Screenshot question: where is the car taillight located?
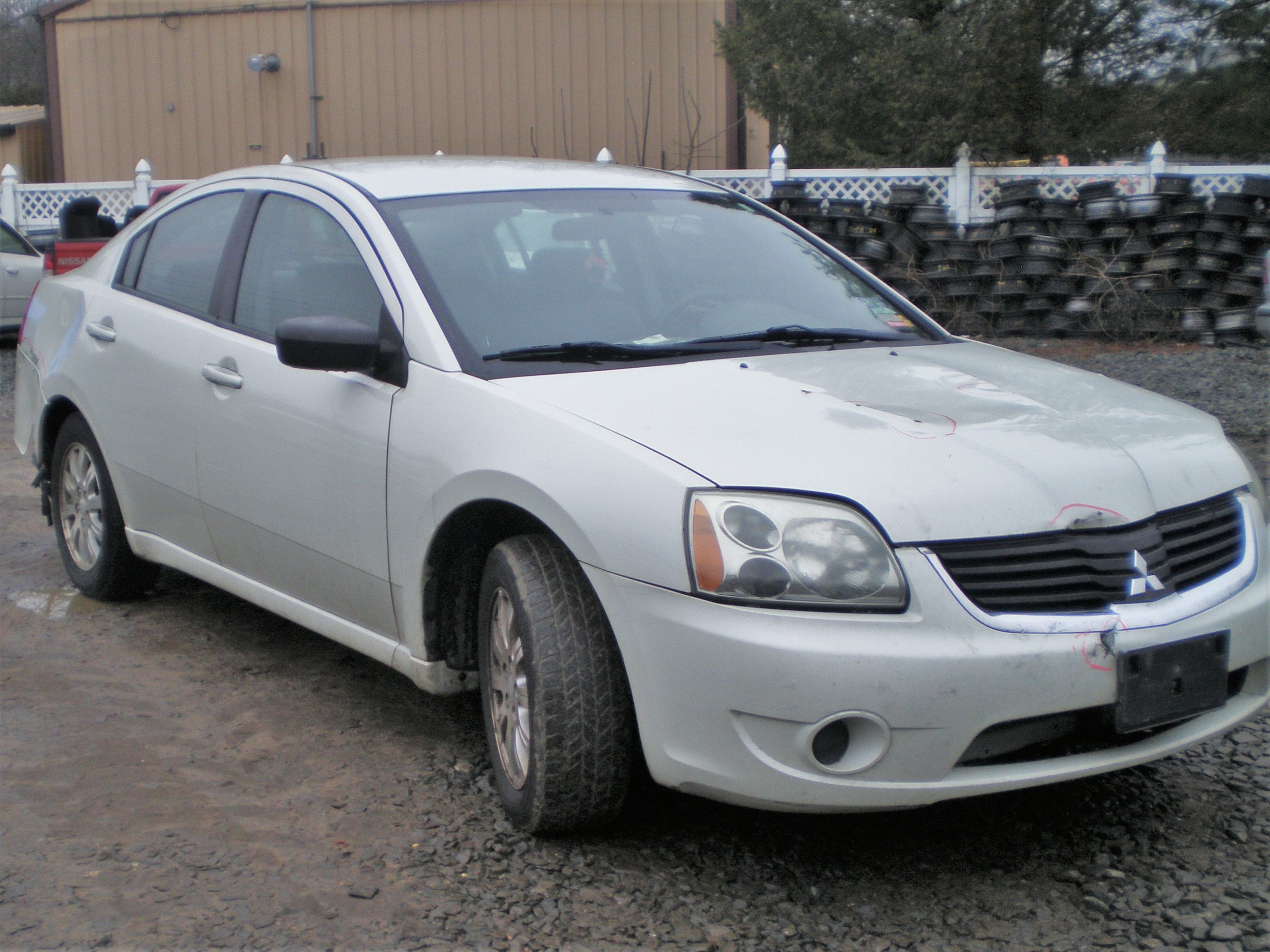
[18,283,39,345]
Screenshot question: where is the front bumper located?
[588,510,1270,811]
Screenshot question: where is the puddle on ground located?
[9,585,103,618]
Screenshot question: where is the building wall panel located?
[56,0,731,180]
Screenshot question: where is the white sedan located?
[17,157,1270,830]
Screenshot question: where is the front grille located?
[927,495,1243,614]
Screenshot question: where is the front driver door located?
[66,188,244,559]
[198,185,400,637]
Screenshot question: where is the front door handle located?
[84,321,116,344]
[203,363,243,390]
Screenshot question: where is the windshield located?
[386,191,936,363]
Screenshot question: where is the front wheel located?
[51,414,159,601]
[478,536,635,833]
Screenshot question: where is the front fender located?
[387,363,710,656]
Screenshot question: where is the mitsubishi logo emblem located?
[1129,550,1165,598]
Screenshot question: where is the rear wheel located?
[478,534,635,833]
[51,414,159,601]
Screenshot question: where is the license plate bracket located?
[1115,631,1231,734]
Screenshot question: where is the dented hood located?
[498,341,1248,543]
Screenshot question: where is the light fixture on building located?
[246,53,282,72]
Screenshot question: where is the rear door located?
[197,183,401,637]
[67,189,245,559]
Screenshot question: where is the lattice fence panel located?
[697,171,949,204]
[694,171,767,198]
[18,182,132,231]
[1191,174,1243,198]
[799,175,949,204]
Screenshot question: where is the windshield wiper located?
[481,340,727,363]
[686,324,912,345]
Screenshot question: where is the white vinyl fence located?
[694,142,1270,225]
[0,142,1270,233]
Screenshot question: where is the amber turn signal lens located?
[692,499,723,592]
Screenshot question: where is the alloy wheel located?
[58,443,105,571]
[489,588,529,789]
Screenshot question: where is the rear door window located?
[130,192,243,316]
[233,193,384,338]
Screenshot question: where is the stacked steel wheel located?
[769,175,1270,339]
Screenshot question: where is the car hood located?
[498,341,1248,543]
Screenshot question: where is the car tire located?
[50,414,159,601]
[478,534,636,833]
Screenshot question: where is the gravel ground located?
[0,341,1270,952]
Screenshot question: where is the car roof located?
[291,155,716,199]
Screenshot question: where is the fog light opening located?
[811,721,851,767]
[802,711,890,774]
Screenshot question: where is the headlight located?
[1231,440,1270,523]
[687,490,908,611]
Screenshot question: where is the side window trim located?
[228,190,386,343]
[114,227,154,291]
[250,179,405,335]
[211,189,268,330]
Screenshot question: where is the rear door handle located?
[203,363,243,390]
[84,321,116,344]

· · · · · · ·

[YOUR GOAL] Rewrite everything from the line containing "Screenshot question: where is the car tire" down to the end of the entries, offsetting each bounding-box coordinate by adding 139 and leaving all other text unchanged.

[REPLY TO THE EXERCISE]
Screenshot question: where is the car tire located?
[189,553,298,740]
[617,673,775,972]
Screenshot question: where is the gravel ground located?
[139,480,1409,1091]
Screenshot question: where is the car roof located?
[430,294,855,338]
Screenshot question: where is the fog light opening located?
[950,860,990,906]
[941,850,1029,913]
Screenshot question: where is the headlight located?
[1370,579,1409,662]
[826,629,1047,750]
Screenshot question: where is the side window trim located?
[367,329,525,482]
[253,366,293,430]
[389,318,544,474]
[350,328,407,469]
Screenshot question: where is the rear door handle located?
[342,502,382,529]
[223,460,255,483]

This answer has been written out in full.